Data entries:
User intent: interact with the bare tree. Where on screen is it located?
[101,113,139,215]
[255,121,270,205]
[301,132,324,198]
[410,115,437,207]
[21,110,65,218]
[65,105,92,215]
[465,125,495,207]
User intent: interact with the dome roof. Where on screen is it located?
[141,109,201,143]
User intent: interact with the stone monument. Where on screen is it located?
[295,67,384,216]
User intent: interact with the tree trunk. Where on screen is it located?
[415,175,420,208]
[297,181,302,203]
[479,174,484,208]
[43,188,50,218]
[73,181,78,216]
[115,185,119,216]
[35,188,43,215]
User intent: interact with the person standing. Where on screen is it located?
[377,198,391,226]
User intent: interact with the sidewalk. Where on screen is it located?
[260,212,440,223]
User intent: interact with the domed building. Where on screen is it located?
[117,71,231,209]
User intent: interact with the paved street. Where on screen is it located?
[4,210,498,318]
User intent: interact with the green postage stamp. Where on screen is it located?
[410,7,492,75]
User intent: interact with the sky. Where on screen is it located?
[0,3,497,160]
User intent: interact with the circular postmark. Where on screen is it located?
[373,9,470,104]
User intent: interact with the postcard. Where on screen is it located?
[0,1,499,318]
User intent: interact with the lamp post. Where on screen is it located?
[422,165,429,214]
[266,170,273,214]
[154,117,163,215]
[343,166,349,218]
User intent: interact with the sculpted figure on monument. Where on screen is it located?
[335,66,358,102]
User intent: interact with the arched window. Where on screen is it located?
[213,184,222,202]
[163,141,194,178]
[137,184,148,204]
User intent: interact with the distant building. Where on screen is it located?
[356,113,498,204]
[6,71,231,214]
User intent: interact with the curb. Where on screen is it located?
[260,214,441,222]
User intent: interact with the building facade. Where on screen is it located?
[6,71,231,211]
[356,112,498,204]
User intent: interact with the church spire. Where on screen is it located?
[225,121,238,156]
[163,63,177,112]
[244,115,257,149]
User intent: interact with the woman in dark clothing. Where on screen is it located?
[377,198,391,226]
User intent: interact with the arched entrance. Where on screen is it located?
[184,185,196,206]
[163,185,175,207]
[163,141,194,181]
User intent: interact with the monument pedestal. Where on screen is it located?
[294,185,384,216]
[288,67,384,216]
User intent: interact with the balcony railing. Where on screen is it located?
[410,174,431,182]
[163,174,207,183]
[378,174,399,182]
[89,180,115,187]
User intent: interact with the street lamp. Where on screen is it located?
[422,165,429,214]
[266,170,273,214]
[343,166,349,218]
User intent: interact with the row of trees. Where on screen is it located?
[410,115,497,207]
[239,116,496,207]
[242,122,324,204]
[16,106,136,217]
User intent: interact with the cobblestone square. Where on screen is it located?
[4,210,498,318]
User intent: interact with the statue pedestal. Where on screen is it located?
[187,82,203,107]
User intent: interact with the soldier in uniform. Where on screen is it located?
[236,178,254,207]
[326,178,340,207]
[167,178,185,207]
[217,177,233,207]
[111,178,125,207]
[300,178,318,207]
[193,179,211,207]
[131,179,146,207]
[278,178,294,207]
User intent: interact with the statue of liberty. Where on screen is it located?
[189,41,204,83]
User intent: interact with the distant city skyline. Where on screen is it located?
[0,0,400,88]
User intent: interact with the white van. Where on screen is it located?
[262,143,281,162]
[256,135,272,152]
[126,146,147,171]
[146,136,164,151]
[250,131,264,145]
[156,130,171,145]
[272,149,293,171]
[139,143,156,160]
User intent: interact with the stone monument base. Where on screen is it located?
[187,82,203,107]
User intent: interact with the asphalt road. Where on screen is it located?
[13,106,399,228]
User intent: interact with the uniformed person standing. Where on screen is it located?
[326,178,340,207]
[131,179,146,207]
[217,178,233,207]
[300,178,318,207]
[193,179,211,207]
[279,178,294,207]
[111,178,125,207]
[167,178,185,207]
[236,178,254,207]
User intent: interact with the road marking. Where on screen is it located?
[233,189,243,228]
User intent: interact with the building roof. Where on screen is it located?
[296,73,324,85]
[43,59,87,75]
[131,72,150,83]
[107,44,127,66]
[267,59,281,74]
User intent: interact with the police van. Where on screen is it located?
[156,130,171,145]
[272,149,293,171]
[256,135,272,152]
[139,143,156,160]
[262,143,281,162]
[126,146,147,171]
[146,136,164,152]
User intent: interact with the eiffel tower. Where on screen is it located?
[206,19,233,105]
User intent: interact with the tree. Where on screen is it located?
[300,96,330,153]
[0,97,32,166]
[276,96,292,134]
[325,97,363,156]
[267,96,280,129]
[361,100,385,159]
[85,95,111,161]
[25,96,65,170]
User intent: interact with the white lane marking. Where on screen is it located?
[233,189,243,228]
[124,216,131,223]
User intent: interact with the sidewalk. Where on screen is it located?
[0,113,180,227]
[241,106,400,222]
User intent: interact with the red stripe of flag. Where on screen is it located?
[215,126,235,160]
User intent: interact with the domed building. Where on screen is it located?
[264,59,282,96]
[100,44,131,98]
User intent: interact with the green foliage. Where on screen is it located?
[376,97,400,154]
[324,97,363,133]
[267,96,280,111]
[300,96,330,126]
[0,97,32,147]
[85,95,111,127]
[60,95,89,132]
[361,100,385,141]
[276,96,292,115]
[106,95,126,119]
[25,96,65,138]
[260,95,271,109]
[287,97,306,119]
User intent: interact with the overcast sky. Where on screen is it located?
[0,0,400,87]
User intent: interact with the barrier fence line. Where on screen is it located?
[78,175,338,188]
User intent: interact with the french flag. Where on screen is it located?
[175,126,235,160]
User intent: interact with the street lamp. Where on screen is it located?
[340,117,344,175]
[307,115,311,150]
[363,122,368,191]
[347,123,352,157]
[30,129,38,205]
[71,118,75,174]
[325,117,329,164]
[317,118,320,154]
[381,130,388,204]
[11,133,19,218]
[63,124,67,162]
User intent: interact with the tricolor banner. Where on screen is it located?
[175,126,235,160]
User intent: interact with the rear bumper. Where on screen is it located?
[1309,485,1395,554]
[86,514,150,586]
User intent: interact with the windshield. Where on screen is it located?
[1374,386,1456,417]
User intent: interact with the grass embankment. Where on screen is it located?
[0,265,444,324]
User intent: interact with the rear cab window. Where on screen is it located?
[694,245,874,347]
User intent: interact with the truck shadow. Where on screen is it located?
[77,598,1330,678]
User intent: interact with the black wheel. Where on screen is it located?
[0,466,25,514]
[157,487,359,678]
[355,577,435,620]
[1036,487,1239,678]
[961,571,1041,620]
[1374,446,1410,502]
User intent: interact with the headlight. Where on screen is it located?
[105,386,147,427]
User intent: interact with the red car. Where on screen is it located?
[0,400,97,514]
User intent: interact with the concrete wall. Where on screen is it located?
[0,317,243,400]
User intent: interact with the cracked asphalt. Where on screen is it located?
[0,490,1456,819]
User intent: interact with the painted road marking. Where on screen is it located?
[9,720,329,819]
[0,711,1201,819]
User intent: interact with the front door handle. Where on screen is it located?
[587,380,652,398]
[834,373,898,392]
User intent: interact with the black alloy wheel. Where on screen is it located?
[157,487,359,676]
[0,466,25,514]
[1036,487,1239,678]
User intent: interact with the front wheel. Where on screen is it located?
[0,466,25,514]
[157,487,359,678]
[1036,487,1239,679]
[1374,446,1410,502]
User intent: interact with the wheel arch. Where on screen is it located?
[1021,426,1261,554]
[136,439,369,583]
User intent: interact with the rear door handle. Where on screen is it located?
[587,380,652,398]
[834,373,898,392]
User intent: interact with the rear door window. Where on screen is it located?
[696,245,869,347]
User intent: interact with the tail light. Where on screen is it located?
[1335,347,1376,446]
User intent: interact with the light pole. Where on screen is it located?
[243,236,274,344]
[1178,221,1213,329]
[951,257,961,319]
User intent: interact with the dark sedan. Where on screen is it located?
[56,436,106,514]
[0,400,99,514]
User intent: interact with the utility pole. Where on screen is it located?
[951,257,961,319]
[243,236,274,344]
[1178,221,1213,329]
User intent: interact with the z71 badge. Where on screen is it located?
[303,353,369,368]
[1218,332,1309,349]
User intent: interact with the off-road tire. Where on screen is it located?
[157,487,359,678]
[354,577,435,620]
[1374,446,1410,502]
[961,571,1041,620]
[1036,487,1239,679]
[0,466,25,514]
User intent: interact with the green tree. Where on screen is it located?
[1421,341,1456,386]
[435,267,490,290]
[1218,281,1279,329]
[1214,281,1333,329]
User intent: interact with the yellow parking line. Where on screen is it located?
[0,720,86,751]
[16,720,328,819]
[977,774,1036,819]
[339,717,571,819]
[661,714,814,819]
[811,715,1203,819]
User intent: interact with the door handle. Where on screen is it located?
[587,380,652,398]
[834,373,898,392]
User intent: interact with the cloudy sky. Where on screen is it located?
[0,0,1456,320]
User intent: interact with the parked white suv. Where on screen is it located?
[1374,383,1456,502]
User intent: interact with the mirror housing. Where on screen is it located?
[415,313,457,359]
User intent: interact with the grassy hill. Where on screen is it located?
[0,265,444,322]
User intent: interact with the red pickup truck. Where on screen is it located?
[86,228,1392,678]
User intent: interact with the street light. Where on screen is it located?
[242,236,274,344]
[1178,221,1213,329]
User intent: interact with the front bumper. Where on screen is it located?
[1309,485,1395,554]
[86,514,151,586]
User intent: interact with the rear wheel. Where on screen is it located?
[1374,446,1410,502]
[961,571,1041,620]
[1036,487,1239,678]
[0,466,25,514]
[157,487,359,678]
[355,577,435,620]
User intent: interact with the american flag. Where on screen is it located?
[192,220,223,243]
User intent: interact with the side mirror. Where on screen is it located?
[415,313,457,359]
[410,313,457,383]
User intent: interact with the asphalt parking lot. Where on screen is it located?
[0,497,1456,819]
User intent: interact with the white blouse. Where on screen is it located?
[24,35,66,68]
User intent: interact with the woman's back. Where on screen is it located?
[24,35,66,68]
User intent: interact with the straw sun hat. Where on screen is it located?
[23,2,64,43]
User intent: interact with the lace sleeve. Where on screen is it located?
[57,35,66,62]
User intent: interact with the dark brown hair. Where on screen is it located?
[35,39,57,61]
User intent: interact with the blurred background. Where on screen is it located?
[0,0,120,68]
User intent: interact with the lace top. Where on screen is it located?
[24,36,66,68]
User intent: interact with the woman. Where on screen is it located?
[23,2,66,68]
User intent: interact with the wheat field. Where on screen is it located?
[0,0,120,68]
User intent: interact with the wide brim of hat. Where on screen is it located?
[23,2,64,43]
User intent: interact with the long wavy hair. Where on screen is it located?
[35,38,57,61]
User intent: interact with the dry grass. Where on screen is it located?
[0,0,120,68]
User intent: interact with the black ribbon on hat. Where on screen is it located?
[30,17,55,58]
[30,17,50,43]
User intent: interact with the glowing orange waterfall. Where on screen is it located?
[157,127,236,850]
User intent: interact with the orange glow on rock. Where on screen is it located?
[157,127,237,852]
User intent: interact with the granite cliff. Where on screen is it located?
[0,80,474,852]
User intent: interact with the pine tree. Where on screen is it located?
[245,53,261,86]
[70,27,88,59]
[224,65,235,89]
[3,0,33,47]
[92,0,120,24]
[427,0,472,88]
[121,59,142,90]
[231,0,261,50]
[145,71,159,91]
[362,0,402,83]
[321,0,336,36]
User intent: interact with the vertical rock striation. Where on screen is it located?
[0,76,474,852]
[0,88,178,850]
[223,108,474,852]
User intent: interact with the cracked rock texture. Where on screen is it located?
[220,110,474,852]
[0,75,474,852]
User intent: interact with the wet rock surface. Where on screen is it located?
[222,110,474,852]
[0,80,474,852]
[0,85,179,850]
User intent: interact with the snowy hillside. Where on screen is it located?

■ **Task prompt**
Render the lines from the line with "User intent: interact with the woman in" to the line with "[16,106,136,217]" as a numbered list, leaving out blank lines.

■ **Result of the exercise**
1. User intent: interact with the woman in dark clothing. Where on screen is it located?
2. [377,198,391,226]
3. User intent: interact with the arched entrance. Where on screen is it located?
4. [184,185,196,206]
5. [163,185,175,207]
6. [163,141,194,181]
7. User intent: interact with the monument pedestal. Where on screen is it located?
8. [294,185,384,216]
9. [288,67,384,216]
10. User intent: interact with the balcony railing. Where on screen is it located?
11. [410,174,431,182]
12. [163,174,207,183]
13. [378,174,399,182]
14. [89,180,115,187]
15. User intent: interact with the street lamp. Where on screen is it located?
16. [422,165,429,214]
17. [266,170,273,214]
18. [343,166,349,218]
19. User intent: interact with the row of trees. Where on screen is it located?
20. [410,115,497,207]
21. [239,116,496,207]
22. [242,122,324,204]
23. [16,106,136,217]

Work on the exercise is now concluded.